▸ **ASSIGNED TASK**
For this exercise, print all of the data exactly as given.

SOURCE DATA Start Marker

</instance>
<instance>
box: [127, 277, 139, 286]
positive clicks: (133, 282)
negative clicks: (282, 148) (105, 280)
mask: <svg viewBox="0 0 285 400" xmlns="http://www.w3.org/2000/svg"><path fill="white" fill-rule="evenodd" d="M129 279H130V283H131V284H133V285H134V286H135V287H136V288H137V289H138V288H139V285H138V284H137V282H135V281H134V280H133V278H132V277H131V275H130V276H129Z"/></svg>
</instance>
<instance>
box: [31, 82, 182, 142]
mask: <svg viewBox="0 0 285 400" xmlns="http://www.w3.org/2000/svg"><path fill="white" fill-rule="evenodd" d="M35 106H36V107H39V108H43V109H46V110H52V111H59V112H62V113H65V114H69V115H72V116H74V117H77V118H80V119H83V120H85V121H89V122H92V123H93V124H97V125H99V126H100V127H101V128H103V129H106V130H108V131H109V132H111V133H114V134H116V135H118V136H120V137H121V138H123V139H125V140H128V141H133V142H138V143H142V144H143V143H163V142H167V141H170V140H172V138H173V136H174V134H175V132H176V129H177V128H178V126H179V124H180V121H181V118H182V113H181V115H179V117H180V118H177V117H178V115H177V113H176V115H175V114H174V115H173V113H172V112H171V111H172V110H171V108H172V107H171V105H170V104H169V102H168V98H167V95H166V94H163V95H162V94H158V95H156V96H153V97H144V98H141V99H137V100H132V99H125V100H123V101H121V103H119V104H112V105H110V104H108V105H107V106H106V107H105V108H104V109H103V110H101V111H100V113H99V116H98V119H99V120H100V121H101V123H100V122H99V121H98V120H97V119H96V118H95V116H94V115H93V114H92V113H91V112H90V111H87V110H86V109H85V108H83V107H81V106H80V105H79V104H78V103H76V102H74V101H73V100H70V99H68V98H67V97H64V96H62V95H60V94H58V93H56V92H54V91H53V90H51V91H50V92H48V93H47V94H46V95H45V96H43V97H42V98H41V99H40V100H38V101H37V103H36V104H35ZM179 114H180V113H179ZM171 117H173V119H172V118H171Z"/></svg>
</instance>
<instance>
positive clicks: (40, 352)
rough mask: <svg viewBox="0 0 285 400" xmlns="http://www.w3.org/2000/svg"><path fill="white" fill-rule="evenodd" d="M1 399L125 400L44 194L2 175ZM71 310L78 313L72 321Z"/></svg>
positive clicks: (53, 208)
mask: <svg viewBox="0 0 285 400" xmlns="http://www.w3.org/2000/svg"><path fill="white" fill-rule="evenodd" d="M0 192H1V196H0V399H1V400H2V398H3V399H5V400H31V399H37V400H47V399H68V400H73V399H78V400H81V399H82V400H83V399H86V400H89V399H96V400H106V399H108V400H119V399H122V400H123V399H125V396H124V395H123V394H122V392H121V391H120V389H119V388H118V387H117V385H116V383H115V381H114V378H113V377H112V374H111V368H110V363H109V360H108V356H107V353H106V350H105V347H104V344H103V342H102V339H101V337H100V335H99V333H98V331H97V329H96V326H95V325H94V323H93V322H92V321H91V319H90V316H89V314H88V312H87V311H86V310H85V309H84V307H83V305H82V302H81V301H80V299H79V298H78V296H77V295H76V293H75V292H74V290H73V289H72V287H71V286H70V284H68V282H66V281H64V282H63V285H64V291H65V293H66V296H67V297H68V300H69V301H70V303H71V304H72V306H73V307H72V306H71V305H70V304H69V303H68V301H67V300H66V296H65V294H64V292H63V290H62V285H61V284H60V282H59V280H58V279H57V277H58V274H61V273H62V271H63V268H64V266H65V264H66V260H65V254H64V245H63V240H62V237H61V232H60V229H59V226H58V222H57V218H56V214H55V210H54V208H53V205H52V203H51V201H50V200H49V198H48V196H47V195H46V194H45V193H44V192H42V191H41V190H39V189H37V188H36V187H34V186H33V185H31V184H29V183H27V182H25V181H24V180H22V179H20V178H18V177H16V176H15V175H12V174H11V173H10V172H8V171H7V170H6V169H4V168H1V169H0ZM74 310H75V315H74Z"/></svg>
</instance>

SOURCE DATA End Marker

▸ **REPLY TO THE TASK**
</instance>
<instance>
box: [127, 277, 139, 286]
positive clicks: (133, 282)
negative clicks: (282, 148) (105, 280)
mask: <svg viewBox="0 0 285 400" xmlns="http://www.w3.org/2000/svg"><path fill="white" fill-rule="evenodd" d="M129 279H130V283H131V284H133V285H134V286H135V287H136V288H137V289H138V288H139V285H138V284H137V282H135V281H134V280H133V278H132V277H131V275H130V276H129Z"/></svg>
</instance>
<instance>
box: [31, 82, 182, 142]
mask: <svg viewBox="0 0 285 400" xmlns="http://www.w3.org/2000/svg"><path fill="white" fill-rule="evenodd" d="M35 106H36V107H39V108H43V109H46V110H52V111H59V112H62V113H65V114H69V115H72V116H74V117H77V118H80V119H83V120H85V121H89V122H92V123H93V124H97V125H99V126H100V127H101V128H103V129H106V130H108V131H109V132H111V133H114V134H116V135H118V136H120V137H121V138H123V139H125V140H128V141H133V142H138V143H142V144H143V143H163V142H167V141H170V140H172V138H173V136H174V134H175V132H176V129H177V128H178V126H179V124H180V121H181V118H182V113H181V115H179V117H180V118H177V117H178V115H177V113H176V115H175V114H174V115H173V113H172V112H171V111H172V110H171V108H172V107H171V105H170V104H169V102H168V98H167V95H166V94H163V95H162V94H158V95H156V96H153V97H144V98H141V99H137V100H132V99H125V100H123V101H121V103H119V104H112V105H110V104H108V105H107V106H106V107H105V108H104V109H103V110H101V111H100V113H99V116H98V119H99V120H100V121H101V123H100V122H99V121H98V120H97V119H96V118H95V116H94V115H93V114H92V113H91V112H90V111H87V110H86V109H85V108H83V107H81V106H80V105H79V104H78V103H76V102H74V101H73V100H70V99H68V98H67V97H64V96H62V95H60V94H58V93H56V92H54V91H53V90H51V91H50V92H48V93H47V94H46V95H45V96H43V97H42V98H41V99H40V100H38V101H37V103H36V104H35ZM179 114H180V113H179ZM171 117H173V119H172V118H171Z"/></svg>
</instance>
<instance>
positive clicks: (40, 352)
rough mask: <svg viewBox="0 0 285 400" xmlns="http://www.w3.org/2000/svg"><path fill="white" fill-rule="evenodd" d="M1 399L125 400L44 194L2 175ZM71 310L78 313L72 321Z"/></svg>
positive clicks: (53, 208)
mask: <svg viewBox="0 0 285 400" xmlns="http://www.w3.org/2000/svg"><path fill="white" fill-rule="evenodd" d="M0 192H1V196H0V399H1V400H2V398H3V399H5V400H31V399H37V400H47V399H68V400H73V399H78V400H81V399H82V400H83V399H86V400H89V399H96V400H106V399H108V400H119V399H122V400H123V399H125V396H124V395H123V394H122V392H121V391H120V389H119V388H118V387H117V385H116V383H115V381H114V378H113V377H112V374H111V368H110V363H109V360H108V356H107V353H106V350H105V347H104V344H103V342H102V339H101V337H100V335H99V333H98V331H97V329H96V326H95V325H94V323H93V322H92V321H91V319H90V316H89V314H88V312H87V311H86V310H85V309H84V307H83V305H82V302H81V301H80V299H79V298H78V296H77V295H76V293H75V292H74V290H73V289H72V287H71V286H70V284H68V282H66V281H64V282H63V285H64V291H65V293H66V296H67V297H68V300H69V301H70V303H71V304H72V306H73V307H72V306H71V305H70V304H69V303H68V301H67V300H66V296H65V294H64V292H63V290H62V285H61V284H60V282H59V280H58V279H57V277H58V274H61V273H62V271H63V268H64V266H65V264H66V260H65V254H64V245H63V240H62V237H61V232H60V229H59V226H58V222H57V218H56V214H55V210H54V208H53V205H52V203H51V201H50V200H49V198H48V196H47V195H46V194H45V193H44V192H42V191H41V190H39V189H37V188H36V187H34V186H33V185H31V184H29V183H27V182H25V181H24V180H22V179H20V178H18V177H16V176H15V175H12V174H11V173H10V172H8V171H7V170H6V169H4V168H1V169H0ZM74 310H75V315H74Z"/></svg>
</instance>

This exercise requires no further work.